# Start of Exercise data

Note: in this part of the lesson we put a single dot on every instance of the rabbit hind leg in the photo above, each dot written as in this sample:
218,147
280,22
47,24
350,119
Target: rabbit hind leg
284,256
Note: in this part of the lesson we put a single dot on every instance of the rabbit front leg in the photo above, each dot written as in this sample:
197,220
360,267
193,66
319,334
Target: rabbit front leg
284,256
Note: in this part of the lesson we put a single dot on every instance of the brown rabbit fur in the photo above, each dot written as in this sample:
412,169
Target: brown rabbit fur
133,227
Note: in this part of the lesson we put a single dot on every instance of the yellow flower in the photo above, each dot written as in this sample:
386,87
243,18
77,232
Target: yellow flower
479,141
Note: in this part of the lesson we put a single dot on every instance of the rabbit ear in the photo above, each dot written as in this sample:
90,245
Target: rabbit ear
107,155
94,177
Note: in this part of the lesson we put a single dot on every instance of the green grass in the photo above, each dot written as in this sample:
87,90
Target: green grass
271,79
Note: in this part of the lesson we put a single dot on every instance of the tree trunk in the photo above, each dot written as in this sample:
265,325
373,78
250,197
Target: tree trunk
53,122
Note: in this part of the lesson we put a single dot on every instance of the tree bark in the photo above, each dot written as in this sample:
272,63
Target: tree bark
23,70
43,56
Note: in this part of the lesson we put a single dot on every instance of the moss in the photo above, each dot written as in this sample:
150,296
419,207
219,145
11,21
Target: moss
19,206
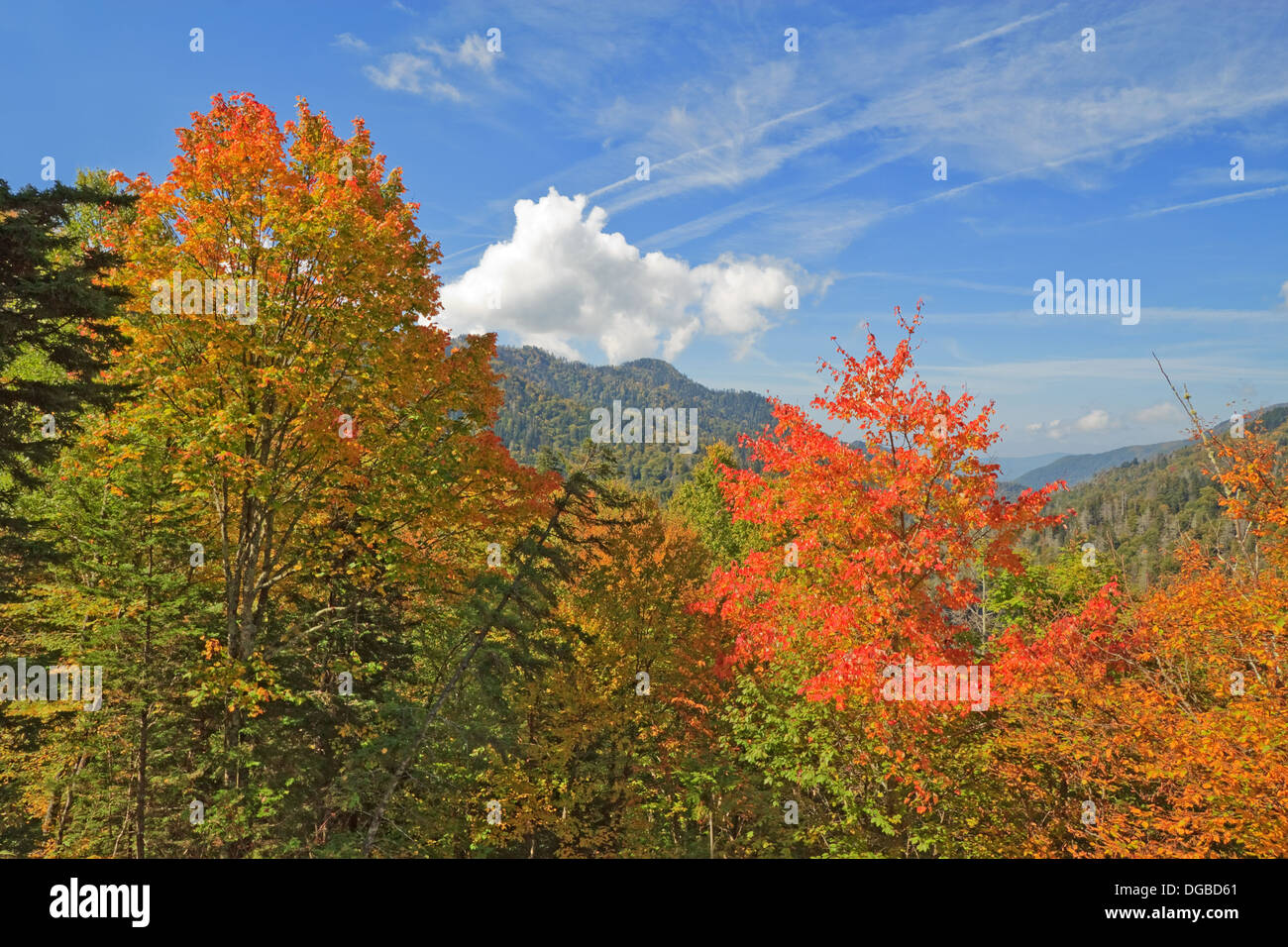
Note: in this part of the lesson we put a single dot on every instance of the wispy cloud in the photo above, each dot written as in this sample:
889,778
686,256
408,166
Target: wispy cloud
1004,30
1215,201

# End of Exercise data

Make an exact copy of the records above, with the pictures left out.

▶ **Exercise response**:
Note: in this part of the lesson we put a single dot on every instance of the rabbit hind leg in the photo above, each dot written as in this sample:
218,147
280,22
47,24
350,119
Target: rabbit hind leg
284,256
Note: in this part of the lesson we put a single dot on every instance of the rabbit front leg in the photo above, each dot written as in this sample:
197,220
360,267
193,66
319,334
Target: rabbit front leg
284,256
Note: in this part of the lesson we put a single dot on every instance of the brown rabbit fur in the photo above, each dot written as in this sample:
412,169
Target: brown rabbit fur
133,227
Note: in this part of the lesson we put a single dot on every instance of the yellow flower in the photo above, each dot written as in this sample:
386,87
243,18
77,232
Target: yellow flower
479,141
Note: in this part of the lesson we put a single dot on every instance of the rabbit ear in the photo above, each dot written as in this sample:
90,245
Target: rabbit ear
107,155
94,177
Note: in this part of the lesson we put a single dot on every instance of the green grass in the photo above, each dot written as in this sample:
87,90
Target: green grass
271,79
Note: in this part of the lesson we put a single dot on every instance of the tree trunk in the photo above, each dot written as in this sample:
265,325
373,78
250,197
Target: tree trunk
53,122
Note: in this part of the lesson we put a single dot on every instance of the tree bark in the photo above, each dot written as in this sample:
272,63
Target: tree bark
23,70
43,56
Note: in this part of the lesson we put a single dot on every instance of the moss in the photo above, each dot written as in this sample:
150,296
419,207
219,145
11,21
Target: moss
19,206
Note: in this part of the lesson we put a single dot on every instance of the wispy cloud in the photo above, each dot written as in this sample:
889,778
686,256
408,166
Target: wispy cloud
1004,30
1215,201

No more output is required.